§ Written instruction
The records that follow are to be repeated exactly, with the pictures removed.

§ Dataset extract
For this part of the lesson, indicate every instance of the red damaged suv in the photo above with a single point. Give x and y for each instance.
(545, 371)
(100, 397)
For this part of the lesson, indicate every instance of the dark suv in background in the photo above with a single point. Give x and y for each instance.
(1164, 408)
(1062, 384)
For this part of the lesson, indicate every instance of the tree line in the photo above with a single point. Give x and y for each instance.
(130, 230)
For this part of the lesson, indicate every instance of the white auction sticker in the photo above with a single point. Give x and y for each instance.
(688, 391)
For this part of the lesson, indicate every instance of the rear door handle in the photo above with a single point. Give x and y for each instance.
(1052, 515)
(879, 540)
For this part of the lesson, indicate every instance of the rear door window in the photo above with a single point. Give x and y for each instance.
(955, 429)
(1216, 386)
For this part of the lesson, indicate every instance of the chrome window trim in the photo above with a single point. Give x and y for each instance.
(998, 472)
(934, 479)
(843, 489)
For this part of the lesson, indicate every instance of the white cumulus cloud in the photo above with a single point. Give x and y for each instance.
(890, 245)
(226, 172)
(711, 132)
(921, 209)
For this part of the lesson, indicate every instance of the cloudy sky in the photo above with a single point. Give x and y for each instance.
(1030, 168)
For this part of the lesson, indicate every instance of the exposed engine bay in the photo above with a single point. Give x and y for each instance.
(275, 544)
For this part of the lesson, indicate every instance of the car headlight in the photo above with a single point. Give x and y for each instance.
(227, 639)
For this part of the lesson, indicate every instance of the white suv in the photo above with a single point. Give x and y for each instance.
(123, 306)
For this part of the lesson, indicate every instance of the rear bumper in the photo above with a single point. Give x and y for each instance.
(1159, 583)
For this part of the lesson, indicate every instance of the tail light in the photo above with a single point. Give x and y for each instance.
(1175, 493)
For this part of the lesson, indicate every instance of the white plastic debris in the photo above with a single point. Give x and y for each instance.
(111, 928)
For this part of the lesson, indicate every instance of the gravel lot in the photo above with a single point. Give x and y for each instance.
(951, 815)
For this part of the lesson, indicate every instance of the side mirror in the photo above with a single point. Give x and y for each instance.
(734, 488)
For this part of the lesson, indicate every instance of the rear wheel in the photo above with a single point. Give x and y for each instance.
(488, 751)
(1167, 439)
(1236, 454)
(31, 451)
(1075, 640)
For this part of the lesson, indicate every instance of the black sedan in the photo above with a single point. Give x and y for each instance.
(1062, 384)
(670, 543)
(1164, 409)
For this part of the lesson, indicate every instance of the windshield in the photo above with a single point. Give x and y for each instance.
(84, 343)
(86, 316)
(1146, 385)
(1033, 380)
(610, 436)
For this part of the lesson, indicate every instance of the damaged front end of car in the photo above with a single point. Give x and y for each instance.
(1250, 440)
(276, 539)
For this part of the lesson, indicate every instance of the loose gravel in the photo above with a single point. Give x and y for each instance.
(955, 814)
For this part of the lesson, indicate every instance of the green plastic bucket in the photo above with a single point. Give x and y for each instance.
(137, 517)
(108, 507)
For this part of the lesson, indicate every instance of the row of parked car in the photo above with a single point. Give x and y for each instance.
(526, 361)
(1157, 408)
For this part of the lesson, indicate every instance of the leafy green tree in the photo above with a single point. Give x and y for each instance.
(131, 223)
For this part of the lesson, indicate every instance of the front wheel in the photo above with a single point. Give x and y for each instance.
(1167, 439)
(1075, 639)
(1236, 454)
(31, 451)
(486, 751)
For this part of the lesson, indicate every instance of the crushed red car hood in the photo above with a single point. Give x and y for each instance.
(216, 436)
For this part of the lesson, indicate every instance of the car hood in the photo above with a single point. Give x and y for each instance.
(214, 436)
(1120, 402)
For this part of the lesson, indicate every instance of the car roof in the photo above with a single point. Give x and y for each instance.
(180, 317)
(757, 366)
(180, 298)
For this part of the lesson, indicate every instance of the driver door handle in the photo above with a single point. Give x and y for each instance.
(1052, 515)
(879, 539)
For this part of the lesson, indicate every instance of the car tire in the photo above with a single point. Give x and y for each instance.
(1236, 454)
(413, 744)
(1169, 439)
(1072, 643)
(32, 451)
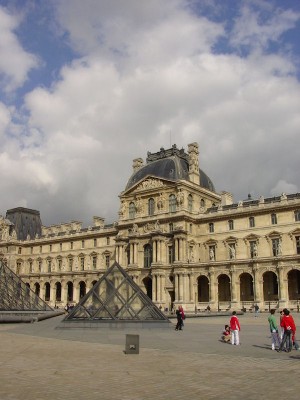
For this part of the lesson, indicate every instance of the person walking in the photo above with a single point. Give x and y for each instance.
(274, 330)
(179, 321)
(289, 327)
(235, 329)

§ Solution to the problem
For this part of the lesson, indicate every instance of the red damaged suv in the photo above with a single point. Give x and y for each instance.
(545, 371)
(100, 397)
For this part of the lesson, indicate every instance of the dark suv in background in the photo above with a single point. Give x and y for each instance.
(1164, 408)
(1062, 384)
For this part of the lesson, indicate every instance of the tree line in the photo above with a single point. Give x and y for each instance.
(130, 230)
For this part of the lesson, indicate every instance of the white auction sticker in the photo above with a single point. Give x and y for each instance.
(688, 391)
For this part of the lesson, indicate every instance of the rear door handle in the photo above with a single point. Give x and y for each instance.
(1052, 515)
(879, 540)
For this part of the lesson, indicate every instance of the rear door window in the photo above with a single point. Give x and y for each instance.
(955, 429)
(1216, 386)
For this part of the lesson, indicate every instance of the chrome window trim in the photo above with a single point. Give x and y for each instance.
(998, 472)
(934, 479)
(843, 489)
For this part of the lesson, indicate every instance of the white cumulus cloud in the photo above with a single point. Give x and y for each instance.
(890, 245)
(226, 172)
(711, 132)
(921, 209)
For this part of the lesson, indicate every instance of the cloudy sky in the photo above with a single point. Give x and y for each instance.
(1030, 168)
For this part of the lesson, indicate every instance of the exposed engine bay in the photo above with a single point. Give x and y for each instance.
(275, 544)
For this part of the lesson, indicate every instance of the car headlight in the photo above with a single point. Give x and y for each instance.
(227, 639)
For this part of the lesson, indicate every instance of the white suv in the photo above with a single point. Give x and y for each instance.
(123, 306)
For this part of the lesson, indicate every instance of the rear bumper in the photo above with a single point. Give x and y for each instance.
(1159, 583)
For this part of the lesson, indicate every instance of the tail light in the photo above with a single point. Give x and y for each instance.
(1175, 493)
For this part of the lesson, indicate every instance of the white plastic debris in the photo above with a single point. Give x and y for each instance.
(111, 928)
For this part of the lesson, indicate every instance of the gravel lot in the photo above with a single point. Give x and y for each instance.
(951, 815)
For this part of the lesson, indicate every instance of the side mirror in the photo above with a single point. Give x and y for each instance.
(734, 488)
For this part of the lesson, indicate every instance of the rear wheel in the photo above with a single point. Give x and y for each instance.
(488, 751)
(1167, 439)
(1236, 454)
(31, 451)
(1075, 640)
For this part of the lesson, indicate every instance of the black sedan in the photo above with a single point. Give x and y for each instance.
(1062, 384)
(670, 543)
(1164, 409)
For this part of the lesson, indicate every instance of the windshield in the photo above with a single point. Give x and y for each instance.
(84, 343)
(86, 316)
(1146, 385)
(1033, 380)
(610, 436)
For this part of the lesson, indicate every instance of the damaged front end of car in the photo above with a single point. Give x and y for each instance.
(1250, 440)
(276, 539)
For this part of the lesson, indicate every instance of the loose gravel in the photo above with a single point. Give x and y for each instance.
(955, 814)
For this part of the lesson, indicate every instance of the green plastic bucket in the photo above with a single point. Give x and y for each instance.
(137, 517)
(108, 507)
For this part of the lesson, indicate every instance of the row of parked car in the photo above with a single point. Give x and y for each instance.
(526, 361)
(1157, 408)
For this part of the lesson, indicate every instance of the leafy green tree in the photo above with a single point. Give x and y for each instance.
(131, 223)
For this part of the lesson, indicate every instance of the front wheel in the photo above with a single point. Give x and y for each instance.
(1167, 439)
(1075, 639)
(1236, 454)
(31, 451)
(486, 751)
For this part of the lesson, indicate every instance of the crushed red car hood in the photo above with a single point. Give x and y for each instance.
(216, 436)
For this part of the lesson, indicate every instance of the car hood in the photo above with a single point. Give x and y for each instance.
(214, 436)
(1120, 402)
For this part of the lesson, indicate every instance of the car roof in the photo above with a single point. Give x and y for each instance.
(180, 317)
(757, 366)
(180, 298)
For this part of the lesson, indicate every instance of the driver door handle in the photo above with a single point. Give x and y for each instance.
(1052, 515)
(879, 539)
For this part of the lesson, indicate every instance of the car tire in the photo above with a single point. Give x and y for each instance.
(1236, 454)
(413, 744)
(1169, 439)
(1072, 643)
(32, 451)
For this part of the lesson, indicate every instance of the person walking in the photo above with a single point. Give x and y for each instance.
(274, 330)
(179, 321)
(289, 327)
(235, 329)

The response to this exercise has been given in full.